PROBLEM STATEMENT ▸ Reproduce only the material from the line containing "[point] every instance of the white folding" through the end of the material, inclusive, substituting "sitting person" for "seated person" and leaving everything else unchanged.

## BEGIN

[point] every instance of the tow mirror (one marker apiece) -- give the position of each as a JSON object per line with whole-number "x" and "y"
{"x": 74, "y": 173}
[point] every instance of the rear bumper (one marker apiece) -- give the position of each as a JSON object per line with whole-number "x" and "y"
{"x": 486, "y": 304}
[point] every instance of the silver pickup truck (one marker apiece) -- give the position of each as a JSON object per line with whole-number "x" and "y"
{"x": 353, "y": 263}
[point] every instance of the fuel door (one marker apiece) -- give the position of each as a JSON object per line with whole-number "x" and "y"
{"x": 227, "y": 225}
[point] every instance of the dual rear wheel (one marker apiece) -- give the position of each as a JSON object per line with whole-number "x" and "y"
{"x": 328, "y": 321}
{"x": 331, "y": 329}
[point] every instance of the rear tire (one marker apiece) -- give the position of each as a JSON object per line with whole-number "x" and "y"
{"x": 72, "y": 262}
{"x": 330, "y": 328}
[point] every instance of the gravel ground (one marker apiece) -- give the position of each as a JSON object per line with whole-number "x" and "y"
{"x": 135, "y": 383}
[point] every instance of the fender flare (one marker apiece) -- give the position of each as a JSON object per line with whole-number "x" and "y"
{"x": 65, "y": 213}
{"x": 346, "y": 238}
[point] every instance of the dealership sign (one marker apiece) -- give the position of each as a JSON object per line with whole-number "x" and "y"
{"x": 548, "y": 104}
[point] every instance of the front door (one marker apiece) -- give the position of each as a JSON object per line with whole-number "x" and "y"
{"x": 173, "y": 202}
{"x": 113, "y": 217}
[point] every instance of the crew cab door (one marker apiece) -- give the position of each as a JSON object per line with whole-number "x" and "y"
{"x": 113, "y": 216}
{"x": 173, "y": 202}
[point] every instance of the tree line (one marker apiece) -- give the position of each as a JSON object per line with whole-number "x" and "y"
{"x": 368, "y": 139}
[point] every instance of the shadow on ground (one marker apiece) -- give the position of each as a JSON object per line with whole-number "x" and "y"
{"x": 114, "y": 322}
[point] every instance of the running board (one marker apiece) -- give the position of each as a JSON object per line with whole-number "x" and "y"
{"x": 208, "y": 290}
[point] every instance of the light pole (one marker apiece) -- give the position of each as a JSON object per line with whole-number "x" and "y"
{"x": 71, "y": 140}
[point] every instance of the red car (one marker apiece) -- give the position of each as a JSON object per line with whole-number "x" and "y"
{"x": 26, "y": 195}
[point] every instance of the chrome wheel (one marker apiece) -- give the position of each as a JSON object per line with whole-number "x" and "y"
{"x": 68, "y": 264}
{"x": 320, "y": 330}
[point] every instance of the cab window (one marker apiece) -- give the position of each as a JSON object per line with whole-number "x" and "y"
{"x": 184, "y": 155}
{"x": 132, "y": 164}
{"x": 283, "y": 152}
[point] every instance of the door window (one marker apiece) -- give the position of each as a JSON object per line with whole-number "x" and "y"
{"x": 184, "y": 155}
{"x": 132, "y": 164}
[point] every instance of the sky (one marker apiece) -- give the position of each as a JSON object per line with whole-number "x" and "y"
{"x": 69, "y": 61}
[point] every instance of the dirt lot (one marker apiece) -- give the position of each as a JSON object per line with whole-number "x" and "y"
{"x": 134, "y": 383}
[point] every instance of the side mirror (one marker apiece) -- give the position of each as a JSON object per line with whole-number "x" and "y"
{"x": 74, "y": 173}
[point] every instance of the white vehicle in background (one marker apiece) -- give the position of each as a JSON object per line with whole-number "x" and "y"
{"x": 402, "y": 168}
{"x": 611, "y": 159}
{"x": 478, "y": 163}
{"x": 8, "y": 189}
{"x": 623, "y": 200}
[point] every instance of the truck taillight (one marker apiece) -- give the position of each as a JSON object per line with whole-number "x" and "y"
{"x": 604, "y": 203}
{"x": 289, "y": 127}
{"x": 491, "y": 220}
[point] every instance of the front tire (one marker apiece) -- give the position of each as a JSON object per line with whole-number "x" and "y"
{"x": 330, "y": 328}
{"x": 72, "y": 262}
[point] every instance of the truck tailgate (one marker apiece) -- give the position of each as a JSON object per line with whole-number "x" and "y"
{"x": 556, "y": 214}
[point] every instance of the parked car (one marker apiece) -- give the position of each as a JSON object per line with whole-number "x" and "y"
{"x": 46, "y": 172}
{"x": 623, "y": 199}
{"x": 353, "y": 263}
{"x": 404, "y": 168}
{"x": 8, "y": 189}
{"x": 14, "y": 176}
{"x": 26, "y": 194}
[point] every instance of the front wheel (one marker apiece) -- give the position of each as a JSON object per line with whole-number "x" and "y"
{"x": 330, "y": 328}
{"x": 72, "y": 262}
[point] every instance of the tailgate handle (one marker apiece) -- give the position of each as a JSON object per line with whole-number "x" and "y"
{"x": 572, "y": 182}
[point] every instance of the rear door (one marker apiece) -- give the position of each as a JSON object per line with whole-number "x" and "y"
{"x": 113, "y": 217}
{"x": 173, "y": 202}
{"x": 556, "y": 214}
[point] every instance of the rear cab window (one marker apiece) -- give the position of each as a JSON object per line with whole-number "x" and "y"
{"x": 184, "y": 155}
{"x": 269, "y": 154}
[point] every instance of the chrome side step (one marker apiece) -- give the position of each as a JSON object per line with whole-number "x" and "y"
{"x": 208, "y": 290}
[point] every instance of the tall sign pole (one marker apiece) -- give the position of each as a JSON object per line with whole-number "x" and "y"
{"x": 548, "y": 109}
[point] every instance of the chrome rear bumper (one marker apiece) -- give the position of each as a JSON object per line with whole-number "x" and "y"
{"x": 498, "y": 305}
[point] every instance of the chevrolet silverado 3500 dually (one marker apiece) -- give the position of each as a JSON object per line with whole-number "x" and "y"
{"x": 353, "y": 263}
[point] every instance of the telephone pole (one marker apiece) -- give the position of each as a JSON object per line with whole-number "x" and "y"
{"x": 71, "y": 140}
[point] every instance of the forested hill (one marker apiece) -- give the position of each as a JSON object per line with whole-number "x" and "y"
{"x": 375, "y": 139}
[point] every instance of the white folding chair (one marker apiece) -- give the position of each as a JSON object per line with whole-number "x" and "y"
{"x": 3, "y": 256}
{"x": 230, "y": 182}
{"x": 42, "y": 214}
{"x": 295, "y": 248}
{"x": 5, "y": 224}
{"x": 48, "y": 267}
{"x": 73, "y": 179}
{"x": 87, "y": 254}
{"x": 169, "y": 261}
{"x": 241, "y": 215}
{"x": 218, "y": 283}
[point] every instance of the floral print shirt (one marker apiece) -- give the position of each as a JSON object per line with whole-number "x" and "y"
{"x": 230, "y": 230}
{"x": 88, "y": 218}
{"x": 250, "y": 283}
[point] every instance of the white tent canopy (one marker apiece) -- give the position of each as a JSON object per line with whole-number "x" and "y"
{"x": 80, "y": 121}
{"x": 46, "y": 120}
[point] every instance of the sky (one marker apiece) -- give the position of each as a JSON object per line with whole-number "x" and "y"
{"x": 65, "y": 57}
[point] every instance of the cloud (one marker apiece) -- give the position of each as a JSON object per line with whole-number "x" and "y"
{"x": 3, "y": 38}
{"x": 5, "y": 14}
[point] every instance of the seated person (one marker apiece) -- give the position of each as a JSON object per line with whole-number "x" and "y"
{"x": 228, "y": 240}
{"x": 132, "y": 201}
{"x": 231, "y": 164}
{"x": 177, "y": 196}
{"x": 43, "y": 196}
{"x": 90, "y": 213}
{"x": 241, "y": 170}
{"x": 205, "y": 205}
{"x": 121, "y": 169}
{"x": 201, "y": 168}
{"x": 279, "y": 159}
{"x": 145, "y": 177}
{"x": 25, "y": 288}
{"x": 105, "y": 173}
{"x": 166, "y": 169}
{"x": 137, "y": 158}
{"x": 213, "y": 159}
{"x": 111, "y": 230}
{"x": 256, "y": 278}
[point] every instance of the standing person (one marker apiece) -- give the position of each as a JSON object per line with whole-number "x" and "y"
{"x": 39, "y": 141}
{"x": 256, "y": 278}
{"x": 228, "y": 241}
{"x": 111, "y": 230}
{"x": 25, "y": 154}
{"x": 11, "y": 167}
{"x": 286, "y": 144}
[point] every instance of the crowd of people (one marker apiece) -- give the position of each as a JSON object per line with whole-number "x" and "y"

## END

RESULT OF THE EXERCISE ▸
[point] every instance of the white folding chair (one marker apiece) -- give the position of each as a JSON object per line with whole-number "x" and "y"
{"x": 3, "y": 256}
{"x": 230, "y": 182}
{"x": 42, "y": 214}
{"x": 295, "y": 248}
{"x": 5, "y": 224}
{"x": 48, "y": 267}
{"x": 73, "y": 179}
{"x": 87, "y": 254}
{"x": 169, "y": 261}
{"x": 241, "y": 215}
{"x": 218, "y": 283}
[point] every instance of the floral print shirt (one marker apiece) -- give the position of each as a JSON object per line with whole-number "x" and "y"
{"x": 230, "y": 230}
{"x": 88, "y": 218}
{"x": 250, "y": 283}
[point] every instance of the white tent canopy (one marker apiece) -- give the position of each as a JSON object per line with whole-number "x" and "y"
{"x": 80, "y": 121}
{"x": 46, "y": 120}
[point] every instance of the sky (one marker apiece) -- give the position of each as a JSON object per line with whole-number "x" and "y"
{"x": 65, "y": 57}
[point] every instance of the cloud (one marker apiece) -- give the position of each as a JSON object per line with whole-number "x" and "y"
{"x": 3, "y": 38}
{"x": 5, "y": 14}
[point] every instance of the sitting person (one marker apiece) -- give the position of each as a JSON object per line with whole-number "x" and "y"
{"x": 228, "y": 240}
{"x": 132, "y": 201}
{"x": 231, "y": 164}
{"x": 177, "y": 196}
{"x": 43, "y": 196}
{"x": 90, "y": 213}
{"x": 241, "y": 170}
{"x": 205, "y": 205}
{"x": 121, "y": 169}
{"x": 201, "y": 168}
{"x": 279, "y": 159}
{"x": 145, "y": 177}
{"x": 25, "y": 288}
{"x": 105, "y": 173}
{"x": 166, "y": 169}
{"x": 137, "y": 158}
{"x": 213, "y": 159}
{"x": 111, "y": 230}
{"x": 256, "y": 278}
[point] every instance of the standing person (one marker apiece) -- give the position of each as a JSON object per line with whole-number "x" and "y"
{"x": 39, "y": 141}
{"x": 256, "y": 278}
{"x": 228, "y": 241}
{"x": 111, "y": 230}
{"x": 25, "y": 154}
{"x": 11, "y": 167}
{"x": 286, "y": 144}
[point] every instance of the crowd of people (one marker apiece) -- give the position of each as a JSON object per line with whole-number "x" and "y"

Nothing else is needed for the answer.